▶ _Exercise details_
Exactly as given, repeat all of the entries.

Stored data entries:
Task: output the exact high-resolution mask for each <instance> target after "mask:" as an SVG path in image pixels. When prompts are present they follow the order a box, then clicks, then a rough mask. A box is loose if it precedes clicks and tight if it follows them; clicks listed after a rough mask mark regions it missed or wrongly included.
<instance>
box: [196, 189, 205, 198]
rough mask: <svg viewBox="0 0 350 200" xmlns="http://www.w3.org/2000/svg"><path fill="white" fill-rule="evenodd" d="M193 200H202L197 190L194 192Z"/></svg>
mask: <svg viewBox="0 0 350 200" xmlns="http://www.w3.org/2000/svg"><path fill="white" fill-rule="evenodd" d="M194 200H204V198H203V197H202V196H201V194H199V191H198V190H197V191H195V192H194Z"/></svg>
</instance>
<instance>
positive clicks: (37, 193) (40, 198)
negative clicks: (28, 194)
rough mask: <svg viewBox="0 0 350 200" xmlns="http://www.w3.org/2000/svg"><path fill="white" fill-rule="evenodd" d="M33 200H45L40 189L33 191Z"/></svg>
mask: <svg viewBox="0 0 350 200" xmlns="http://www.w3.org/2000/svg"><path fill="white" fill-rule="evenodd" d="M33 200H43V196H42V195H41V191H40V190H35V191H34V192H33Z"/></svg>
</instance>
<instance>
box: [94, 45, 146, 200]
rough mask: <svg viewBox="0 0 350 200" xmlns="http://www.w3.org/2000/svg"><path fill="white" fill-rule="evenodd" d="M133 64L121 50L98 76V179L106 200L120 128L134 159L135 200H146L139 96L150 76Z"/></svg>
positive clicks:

▶ _Task result_
Task: output the exact high-resolution mask for each <instance> target after "mask:" as an SVG path in image pixels. When prompts are present they follow the order a box, then clicks, then a rough mask. A box is loose if it precedes clicks and tight if it follows them; clicks listed after a rough mask mark regions it missed or wrongly included.
<instance>
box: [196, 189, 205, 198]
rough mask: <svg viewBox="0 0 350 200" xmlns="http://www.w3.org/2000/svg"><path fill="white" fill-rule="evenodd" d="M193 200H202L197 190L194 192Z"/></svg>
mask: <svg viewBox="0 0 350 200" xmlns="http://www.w3.org/2000/svg"><path fill="white" fill-rule="evenodd" d="M194 200H204V198H203V197H202V196H201V194H199V191H198V190H197V191H195V192H194Z"/></svg>
</instance>
<instance>
positive clicks: (37, 193) (40, 198)
negative clicks: (28, 194)
rough mask: <svg viewBox="0 0 350 200" xmlns="http://www.w3.org/2000/svg"><path fill="white" fill-rule="evenodd" d="M33 200H45L40 189L33 191Z"/></svg>
mask: <svg viewBox="0 0 350 200" xmlns="http://www.w3.org/2000/svg"><path fill="white" fill-rule="evenodd" d="M33 200H43V196H42V195H41V191H40V190H35V191H34V192H33Z"/></svg>
</instance>
<instance>
box: [94, 45, 146, 200]
rough mask: <svg viewBox="0 0 350 200" xmlns="http://www.w3.org/2000/svg"><path fill="white" fill-rule="evenodd" d="M133 64L121 50L98 76V179L106 200L120 128L134 159L135 200H146L139 96L150 76Z"/></svg>
positive clicks:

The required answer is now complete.